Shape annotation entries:

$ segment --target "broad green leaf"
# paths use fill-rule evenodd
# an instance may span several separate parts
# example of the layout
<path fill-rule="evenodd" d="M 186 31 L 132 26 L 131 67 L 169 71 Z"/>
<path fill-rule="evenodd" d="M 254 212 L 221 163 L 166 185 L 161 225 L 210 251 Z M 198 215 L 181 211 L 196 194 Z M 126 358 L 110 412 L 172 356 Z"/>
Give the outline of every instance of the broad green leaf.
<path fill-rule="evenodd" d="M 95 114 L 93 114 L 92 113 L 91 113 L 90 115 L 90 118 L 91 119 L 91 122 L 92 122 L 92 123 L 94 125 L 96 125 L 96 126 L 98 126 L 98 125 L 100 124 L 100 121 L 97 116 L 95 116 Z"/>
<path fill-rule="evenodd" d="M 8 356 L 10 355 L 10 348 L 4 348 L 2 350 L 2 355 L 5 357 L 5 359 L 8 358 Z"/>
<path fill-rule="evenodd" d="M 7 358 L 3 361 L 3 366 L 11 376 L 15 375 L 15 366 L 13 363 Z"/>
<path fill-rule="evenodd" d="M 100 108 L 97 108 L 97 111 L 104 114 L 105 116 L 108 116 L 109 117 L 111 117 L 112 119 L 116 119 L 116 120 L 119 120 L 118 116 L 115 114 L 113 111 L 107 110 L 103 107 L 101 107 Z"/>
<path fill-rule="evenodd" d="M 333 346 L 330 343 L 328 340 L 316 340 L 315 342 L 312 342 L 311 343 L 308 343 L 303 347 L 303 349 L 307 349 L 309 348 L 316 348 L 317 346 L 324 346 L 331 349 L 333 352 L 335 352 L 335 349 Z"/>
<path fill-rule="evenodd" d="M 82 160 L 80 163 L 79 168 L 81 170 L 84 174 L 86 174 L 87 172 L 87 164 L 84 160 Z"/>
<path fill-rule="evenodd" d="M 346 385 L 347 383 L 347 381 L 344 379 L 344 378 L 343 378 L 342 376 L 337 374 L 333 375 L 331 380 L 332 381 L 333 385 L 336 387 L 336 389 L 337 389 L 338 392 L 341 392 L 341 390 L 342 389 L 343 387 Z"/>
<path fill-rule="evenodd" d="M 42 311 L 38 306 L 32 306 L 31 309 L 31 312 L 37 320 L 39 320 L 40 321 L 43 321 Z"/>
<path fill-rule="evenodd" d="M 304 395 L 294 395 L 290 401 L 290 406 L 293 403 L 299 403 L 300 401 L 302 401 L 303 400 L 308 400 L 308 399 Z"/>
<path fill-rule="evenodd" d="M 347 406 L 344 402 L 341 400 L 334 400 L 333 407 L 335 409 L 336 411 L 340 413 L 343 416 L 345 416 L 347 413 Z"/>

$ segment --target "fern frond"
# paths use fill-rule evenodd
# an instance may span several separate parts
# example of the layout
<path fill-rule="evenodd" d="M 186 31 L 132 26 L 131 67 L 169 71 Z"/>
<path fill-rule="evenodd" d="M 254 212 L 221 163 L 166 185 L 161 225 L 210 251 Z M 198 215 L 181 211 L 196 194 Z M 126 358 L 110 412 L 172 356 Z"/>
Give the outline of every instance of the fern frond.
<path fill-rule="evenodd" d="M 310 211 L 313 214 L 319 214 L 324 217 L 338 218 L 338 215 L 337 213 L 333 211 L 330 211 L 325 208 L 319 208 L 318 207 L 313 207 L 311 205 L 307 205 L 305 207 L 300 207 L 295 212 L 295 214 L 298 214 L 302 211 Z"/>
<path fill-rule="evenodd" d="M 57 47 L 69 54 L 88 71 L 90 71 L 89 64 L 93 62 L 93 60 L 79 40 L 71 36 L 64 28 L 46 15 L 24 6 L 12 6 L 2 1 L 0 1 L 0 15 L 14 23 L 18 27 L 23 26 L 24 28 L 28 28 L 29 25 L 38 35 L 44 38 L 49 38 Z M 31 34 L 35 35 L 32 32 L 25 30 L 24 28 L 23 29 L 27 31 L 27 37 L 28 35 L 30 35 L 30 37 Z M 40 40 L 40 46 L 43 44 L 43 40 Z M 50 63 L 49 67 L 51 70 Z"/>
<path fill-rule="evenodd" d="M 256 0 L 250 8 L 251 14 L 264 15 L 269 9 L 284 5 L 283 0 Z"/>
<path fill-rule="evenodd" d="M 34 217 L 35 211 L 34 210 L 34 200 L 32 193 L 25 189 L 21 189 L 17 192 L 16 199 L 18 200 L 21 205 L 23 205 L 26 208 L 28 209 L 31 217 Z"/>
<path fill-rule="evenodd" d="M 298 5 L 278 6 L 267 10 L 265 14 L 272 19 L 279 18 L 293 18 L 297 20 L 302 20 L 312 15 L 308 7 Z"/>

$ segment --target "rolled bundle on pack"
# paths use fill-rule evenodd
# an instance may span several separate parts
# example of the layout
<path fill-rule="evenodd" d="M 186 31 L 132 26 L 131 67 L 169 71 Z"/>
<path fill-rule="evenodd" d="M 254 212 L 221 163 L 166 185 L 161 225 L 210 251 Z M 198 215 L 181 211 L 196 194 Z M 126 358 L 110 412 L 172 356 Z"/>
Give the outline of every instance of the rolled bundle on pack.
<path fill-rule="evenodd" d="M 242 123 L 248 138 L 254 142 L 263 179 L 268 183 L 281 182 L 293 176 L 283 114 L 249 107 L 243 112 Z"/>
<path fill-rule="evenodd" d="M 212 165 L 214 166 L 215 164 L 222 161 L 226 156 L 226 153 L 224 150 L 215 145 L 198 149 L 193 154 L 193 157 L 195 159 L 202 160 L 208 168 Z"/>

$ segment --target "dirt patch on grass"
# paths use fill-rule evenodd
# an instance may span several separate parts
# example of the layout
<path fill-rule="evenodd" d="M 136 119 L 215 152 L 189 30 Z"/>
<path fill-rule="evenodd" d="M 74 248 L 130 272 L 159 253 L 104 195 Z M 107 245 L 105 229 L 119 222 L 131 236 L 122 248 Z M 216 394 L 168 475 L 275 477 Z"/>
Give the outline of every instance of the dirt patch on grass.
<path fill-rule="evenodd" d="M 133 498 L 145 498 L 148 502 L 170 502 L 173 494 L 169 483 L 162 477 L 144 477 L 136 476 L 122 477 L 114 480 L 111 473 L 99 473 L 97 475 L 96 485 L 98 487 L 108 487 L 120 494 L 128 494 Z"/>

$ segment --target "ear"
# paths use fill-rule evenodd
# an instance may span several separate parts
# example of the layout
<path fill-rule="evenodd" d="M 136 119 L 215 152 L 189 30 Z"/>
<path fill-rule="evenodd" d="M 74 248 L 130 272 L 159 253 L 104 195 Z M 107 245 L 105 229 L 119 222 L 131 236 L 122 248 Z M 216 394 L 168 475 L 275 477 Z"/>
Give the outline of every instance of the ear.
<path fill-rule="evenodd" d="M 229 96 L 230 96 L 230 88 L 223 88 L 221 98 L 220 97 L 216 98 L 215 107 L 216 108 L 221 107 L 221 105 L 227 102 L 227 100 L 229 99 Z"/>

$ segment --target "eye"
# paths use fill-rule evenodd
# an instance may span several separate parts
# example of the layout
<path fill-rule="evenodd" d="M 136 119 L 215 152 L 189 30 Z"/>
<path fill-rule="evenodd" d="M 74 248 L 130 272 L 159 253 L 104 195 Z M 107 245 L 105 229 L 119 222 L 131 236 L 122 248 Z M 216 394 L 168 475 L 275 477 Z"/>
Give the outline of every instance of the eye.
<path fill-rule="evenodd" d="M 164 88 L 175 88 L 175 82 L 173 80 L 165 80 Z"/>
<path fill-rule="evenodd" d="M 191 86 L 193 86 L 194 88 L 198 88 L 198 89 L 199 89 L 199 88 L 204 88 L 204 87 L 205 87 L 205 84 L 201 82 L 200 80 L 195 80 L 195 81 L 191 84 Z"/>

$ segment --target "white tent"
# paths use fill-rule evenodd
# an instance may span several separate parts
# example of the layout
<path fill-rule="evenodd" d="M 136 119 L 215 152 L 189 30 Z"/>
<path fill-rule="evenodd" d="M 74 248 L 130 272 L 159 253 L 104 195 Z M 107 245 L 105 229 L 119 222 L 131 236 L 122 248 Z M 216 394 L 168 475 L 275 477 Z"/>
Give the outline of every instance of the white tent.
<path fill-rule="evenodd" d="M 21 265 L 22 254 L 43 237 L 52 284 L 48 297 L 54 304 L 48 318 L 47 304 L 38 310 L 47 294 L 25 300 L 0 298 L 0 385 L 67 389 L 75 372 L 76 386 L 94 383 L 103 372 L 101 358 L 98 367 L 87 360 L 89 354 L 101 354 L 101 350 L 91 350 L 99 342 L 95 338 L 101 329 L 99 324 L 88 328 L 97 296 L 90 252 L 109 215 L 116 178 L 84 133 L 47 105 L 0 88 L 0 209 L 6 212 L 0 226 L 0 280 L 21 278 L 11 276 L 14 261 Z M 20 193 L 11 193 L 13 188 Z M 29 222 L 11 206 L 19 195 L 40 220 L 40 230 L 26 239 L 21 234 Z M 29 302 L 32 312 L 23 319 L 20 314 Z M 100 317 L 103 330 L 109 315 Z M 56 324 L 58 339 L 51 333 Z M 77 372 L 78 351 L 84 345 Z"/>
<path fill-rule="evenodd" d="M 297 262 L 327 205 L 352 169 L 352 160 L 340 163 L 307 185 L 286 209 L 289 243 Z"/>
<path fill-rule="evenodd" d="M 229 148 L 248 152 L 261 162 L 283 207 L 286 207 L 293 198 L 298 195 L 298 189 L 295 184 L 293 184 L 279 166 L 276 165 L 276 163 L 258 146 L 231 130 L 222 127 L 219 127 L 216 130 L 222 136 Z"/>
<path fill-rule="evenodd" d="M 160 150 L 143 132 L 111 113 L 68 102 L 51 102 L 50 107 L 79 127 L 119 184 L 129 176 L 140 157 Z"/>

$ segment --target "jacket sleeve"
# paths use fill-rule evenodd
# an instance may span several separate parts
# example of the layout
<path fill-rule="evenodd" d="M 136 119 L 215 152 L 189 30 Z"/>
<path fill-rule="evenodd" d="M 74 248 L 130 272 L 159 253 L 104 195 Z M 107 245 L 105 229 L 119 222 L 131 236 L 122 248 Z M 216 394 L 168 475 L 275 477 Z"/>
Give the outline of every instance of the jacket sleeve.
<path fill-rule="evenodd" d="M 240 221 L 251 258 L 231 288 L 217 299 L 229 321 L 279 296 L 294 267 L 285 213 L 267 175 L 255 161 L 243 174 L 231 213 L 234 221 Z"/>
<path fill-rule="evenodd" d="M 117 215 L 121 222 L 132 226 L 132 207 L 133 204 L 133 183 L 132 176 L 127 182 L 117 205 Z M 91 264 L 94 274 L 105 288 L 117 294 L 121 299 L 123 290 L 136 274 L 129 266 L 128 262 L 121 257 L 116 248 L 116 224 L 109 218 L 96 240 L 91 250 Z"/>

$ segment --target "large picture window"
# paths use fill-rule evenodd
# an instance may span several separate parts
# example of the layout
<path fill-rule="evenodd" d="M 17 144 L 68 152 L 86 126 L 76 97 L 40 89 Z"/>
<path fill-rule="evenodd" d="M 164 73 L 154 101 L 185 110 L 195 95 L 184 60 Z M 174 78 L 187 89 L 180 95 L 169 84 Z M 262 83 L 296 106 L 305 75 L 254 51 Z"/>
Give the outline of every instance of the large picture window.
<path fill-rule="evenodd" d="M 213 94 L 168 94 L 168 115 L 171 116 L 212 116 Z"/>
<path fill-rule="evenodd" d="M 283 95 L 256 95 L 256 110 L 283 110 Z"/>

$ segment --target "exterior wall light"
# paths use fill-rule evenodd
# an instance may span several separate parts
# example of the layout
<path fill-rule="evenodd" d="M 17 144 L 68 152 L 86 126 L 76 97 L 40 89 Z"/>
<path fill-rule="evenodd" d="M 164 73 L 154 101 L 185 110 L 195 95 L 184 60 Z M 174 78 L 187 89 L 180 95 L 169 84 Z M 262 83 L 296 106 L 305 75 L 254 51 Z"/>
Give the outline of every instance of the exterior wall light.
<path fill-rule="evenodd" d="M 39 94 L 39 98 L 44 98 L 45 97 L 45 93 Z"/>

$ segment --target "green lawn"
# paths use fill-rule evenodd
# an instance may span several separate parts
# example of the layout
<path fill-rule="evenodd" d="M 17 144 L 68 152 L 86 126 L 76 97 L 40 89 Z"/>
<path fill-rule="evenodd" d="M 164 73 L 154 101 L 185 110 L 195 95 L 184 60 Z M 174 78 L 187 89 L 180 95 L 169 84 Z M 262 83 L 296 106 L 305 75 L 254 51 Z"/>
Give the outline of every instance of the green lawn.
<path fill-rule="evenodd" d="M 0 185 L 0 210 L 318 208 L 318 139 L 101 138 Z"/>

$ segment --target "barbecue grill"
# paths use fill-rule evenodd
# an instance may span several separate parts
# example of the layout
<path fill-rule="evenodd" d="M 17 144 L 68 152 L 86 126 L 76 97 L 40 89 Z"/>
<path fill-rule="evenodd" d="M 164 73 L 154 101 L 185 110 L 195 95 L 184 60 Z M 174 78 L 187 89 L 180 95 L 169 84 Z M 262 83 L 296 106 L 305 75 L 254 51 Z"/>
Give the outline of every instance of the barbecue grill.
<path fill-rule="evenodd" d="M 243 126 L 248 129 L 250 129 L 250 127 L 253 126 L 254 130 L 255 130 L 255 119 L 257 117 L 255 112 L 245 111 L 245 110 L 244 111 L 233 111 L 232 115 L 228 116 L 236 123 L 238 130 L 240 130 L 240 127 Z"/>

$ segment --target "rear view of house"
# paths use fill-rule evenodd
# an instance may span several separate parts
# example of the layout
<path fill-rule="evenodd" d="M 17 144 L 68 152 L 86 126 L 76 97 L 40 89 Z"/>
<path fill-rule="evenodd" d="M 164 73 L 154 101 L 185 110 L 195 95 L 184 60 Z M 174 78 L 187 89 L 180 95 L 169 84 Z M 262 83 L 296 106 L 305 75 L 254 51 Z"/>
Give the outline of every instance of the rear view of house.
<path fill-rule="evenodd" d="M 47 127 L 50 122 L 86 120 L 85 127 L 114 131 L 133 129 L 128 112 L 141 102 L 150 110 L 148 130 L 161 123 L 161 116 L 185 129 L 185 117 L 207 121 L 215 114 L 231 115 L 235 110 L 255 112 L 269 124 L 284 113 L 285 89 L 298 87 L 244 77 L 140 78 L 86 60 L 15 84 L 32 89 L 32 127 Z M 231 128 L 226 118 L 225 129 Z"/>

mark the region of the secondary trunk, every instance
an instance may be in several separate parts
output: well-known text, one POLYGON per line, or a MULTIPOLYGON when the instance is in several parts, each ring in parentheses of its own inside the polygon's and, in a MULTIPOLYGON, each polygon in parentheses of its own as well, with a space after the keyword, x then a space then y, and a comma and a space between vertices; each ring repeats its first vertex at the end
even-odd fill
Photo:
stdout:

__What you will do__
Pull out every line of the listing that contains the string "barbecue", treating uppercase and lowercase as different.

__Result__
$ segment --target "barbecue grill"
Give the outline of every instance of the barbecue grill.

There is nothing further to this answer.